*REQUEST*: Quote the line containing "Teacher note: have the class pick out the cliff" and all lines that follow it in the listing below, exactly as written.

*RECORDS SUPPLIED*:
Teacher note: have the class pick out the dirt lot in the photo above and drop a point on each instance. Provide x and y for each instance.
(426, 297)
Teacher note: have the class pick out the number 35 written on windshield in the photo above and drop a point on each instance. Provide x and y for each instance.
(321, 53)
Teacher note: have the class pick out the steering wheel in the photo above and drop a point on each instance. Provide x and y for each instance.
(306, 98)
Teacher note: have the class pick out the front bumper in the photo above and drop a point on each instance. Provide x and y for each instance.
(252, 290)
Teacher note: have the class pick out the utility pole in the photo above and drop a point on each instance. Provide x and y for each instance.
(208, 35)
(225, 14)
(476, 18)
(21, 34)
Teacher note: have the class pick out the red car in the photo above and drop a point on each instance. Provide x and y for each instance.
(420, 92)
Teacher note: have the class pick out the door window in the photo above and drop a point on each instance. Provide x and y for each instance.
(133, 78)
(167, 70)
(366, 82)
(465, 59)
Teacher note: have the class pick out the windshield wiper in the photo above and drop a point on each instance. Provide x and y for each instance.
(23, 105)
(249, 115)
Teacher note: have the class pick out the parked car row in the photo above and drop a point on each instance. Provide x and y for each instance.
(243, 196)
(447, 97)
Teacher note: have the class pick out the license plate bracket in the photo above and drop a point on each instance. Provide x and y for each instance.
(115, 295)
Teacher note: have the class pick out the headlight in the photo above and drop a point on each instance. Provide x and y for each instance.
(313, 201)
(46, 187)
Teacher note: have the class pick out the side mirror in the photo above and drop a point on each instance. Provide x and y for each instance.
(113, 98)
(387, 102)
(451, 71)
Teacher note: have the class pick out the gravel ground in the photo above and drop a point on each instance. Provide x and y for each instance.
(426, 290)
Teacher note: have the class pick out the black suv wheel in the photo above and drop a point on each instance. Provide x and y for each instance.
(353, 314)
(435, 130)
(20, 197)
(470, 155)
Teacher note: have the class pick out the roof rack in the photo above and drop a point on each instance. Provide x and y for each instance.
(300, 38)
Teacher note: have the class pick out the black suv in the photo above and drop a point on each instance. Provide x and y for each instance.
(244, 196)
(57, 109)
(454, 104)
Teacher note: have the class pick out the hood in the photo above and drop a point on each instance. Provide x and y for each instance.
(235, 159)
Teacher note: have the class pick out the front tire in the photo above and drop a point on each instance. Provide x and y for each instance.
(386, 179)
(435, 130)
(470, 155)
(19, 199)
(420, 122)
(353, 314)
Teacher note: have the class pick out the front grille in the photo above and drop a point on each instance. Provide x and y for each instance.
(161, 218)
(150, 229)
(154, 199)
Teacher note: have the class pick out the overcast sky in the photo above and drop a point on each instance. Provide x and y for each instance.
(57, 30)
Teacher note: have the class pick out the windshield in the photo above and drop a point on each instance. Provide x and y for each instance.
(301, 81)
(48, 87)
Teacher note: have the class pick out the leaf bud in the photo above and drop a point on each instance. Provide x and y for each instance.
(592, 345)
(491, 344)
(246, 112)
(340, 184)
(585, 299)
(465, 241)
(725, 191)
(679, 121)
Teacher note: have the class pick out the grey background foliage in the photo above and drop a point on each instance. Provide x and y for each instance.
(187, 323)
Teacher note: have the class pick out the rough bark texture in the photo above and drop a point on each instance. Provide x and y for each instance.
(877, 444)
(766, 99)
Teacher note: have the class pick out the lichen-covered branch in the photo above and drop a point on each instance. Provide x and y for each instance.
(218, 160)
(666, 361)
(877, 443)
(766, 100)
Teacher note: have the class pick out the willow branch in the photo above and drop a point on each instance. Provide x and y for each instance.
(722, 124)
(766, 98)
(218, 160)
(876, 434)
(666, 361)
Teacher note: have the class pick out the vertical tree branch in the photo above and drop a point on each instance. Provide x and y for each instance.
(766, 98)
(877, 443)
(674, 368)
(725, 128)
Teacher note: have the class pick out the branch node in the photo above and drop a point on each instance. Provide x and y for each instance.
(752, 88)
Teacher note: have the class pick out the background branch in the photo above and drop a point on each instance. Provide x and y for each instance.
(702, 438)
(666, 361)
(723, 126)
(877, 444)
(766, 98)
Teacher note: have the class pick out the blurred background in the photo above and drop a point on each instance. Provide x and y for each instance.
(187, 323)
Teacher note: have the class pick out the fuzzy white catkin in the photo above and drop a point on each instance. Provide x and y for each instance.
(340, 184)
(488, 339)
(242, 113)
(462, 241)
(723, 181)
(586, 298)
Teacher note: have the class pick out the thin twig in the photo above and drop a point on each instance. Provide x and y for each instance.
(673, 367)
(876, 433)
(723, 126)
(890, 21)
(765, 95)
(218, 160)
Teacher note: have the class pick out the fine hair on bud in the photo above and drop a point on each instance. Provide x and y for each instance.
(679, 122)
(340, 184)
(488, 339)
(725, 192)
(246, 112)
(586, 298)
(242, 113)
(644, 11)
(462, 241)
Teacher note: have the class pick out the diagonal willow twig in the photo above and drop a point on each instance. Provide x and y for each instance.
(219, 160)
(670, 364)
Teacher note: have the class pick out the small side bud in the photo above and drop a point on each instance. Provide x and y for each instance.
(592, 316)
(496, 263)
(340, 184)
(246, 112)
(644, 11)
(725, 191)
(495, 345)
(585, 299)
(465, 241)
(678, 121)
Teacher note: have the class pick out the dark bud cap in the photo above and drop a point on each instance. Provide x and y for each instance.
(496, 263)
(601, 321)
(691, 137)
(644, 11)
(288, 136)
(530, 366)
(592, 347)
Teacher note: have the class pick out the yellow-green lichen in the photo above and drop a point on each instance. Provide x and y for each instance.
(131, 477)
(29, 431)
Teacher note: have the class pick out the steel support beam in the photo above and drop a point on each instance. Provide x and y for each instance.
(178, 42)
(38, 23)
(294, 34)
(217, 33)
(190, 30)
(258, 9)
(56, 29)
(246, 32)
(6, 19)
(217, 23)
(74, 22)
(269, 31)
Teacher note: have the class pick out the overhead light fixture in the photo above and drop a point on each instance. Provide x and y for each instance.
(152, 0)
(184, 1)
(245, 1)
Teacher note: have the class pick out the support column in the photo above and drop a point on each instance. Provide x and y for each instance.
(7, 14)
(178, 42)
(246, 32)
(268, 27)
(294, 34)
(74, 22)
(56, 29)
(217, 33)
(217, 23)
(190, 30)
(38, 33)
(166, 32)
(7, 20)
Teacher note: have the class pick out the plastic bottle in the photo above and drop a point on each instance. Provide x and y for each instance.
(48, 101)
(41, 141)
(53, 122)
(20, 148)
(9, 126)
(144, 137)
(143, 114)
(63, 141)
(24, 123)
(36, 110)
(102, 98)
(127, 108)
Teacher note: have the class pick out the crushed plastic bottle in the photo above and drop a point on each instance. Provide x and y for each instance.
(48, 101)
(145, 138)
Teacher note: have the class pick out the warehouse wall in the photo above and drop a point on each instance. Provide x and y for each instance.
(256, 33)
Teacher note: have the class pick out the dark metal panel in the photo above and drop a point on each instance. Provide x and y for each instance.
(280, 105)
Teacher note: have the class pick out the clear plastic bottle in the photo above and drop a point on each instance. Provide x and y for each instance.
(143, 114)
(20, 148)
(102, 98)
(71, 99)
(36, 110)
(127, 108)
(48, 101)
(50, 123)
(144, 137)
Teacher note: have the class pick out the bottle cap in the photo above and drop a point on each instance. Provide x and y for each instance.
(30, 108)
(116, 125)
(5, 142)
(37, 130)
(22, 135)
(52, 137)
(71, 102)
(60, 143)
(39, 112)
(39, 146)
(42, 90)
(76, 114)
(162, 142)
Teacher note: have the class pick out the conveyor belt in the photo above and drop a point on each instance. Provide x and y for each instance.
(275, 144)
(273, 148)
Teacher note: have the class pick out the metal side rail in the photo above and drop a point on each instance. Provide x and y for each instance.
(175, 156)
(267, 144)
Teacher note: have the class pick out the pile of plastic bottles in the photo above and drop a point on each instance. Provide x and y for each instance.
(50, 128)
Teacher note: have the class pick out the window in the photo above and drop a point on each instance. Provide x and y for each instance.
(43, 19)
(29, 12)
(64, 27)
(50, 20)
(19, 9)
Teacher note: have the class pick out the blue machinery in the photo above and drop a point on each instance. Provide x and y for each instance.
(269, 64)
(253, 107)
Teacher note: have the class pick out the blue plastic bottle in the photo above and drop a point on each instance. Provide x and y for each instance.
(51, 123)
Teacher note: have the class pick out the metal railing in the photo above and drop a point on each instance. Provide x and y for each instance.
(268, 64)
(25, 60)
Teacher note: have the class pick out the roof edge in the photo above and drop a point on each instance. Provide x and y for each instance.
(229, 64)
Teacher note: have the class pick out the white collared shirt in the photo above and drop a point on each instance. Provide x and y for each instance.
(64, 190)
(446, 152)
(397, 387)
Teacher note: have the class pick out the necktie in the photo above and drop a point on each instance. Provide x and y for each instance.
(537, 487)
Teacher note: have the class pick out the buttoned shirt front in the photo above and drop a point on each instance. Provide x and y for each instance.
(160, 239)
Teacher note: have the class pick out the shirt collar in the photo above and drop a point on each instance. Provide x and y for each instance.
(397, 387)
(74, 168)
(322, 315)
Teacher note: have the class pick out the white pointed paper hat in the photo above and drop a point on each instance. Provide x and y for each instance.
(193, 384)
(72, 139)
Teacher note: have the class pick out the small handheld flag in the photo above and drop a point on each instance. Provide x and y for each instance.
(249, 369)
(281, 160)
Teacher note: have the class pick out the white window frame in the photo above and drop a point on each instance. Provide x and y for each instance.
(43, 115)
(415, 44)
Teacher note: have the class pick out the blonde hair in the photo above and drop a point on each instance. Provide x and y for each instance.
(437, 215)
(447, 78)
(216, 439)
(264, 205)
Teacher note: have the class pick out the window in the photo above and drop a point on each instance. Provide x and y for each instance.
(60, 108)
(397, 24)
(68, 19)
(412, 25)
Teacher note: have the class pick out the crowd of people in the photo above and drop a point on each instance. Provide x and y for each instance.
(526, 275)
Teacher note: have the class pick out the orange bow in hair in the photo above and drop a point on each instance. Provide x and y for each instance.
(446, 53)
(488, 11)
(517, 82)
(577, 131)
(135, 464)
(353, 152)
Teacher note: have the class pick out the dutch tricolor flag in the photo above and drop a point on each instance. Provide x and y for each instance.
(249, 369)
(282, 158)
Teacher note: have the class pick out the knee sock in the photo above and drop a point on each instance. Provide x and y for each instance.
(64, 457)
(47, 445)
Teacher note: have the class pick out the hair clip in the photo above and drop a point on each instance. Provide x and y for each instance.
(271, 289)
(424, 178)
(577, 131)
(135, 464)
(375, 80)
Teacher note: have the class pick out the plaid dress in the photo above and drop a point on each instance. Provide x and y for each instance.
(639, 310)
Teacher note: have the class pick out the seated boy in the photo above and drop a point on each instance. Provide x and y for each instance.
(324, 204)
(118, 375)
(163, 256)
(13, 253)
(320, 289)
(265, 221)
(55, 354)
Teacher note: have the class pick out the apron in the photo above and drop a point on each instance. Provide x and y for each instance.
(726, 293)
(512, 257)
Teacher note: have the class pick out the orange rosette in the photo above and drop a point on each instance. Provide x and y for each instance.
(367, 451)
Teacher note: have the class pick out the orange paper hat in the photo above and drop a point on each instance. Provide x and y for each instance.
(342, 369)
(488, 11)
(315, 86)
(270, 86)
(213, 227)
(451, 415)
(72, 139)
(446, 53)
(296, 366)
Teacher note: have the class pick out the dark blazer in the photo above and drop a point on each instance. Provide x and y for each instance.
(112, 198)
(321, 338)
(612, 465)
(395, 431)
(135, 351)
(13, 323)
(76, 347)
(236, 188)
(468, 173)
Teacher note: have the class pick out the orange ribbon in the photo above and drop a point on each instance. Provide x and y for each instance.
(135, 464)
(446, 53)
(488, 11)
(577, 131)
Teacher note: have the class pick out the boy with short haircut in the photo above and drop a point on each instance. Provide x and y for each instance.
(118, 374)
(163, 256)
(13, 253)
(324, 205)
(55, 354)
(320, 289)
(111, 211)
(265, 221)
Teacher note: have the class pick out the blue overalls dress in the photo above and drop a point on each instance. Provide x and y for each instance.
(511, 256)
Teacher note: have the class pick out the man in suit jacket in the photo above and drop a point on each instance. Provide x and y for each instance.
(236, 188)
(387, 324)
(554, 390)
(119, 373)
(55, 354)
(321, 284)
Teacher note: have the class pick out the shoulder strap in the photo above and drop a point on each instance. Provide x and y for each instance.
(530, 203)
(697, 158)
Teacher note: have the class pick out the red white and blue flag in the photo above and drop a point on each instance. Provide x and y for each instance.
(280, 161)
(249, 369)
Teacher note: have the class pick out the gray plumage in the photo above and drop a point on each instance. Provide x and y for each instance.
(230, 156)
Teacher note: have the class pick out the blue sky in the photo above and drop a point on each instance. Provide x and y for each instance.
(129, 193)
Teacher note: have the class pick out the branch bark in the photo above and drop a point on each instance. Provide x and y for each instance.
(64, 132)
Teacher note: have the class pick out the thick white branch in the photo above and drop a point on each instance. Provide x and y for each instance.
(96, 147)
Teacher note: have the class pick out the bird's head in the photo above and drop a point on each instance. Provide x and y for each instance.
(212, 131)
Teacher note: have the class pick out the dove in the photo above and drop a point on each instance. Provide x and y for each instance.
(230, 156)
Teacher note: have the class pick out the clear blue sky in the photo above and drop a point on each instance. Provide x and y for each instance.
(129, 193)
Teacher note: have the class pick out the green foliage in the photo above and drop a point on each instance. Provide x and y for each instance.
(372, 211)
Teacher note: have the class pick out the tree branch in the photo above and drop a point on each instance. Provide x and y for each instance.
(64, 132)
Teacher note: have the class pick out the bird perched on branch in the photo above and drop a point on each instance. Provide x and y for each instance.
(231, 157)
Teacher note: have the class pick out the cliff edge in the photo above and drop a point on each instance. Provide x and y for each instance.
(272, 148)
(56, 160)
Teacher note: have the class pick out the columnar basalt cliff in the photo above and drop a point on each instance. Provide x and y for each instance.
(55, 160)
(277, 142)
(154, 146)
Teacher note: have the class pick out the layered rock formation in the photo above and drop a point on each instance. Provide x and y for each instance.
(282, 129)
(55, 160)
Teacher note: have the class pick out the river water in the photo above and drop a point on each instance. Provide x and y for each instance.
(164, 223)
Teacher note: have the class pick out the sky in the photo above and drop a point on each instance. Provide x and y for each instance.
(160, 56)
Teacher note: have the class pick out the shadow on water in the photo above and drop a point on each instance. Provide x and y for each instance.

*THE COMPLETED TASK*:
Teacher note: have the class pick out the cliff edge in the photo above and drop a point on each instance. Provide x and y for each instance.
(272, 148)
(56, 160)
Teacher note: have the class pick out the columnar basalt cliff in the photo above and drop a point on each instance. Provide x and y for each instance.
(55, 160)
(277, 142)
(154, 146)
Teacher note: have the class pick out the layered rock formation in the photo above and drop a point on each instance. Provide x and y for each instance.
(282, 129)
(55, 160)
Teacher note: have the class pick out the river water in the photo above and drop a point on each instance. Provide x and y for each instance.
(164, 223)
Teacher note: have the class pick out the sky in the photo above and drop a point on each instance. Provide x and y for each instance.
(160, 56)
Teacher note: have the class pick out the shadow on water in the photo above and drop a point on each instance. Provide x and y for each instance.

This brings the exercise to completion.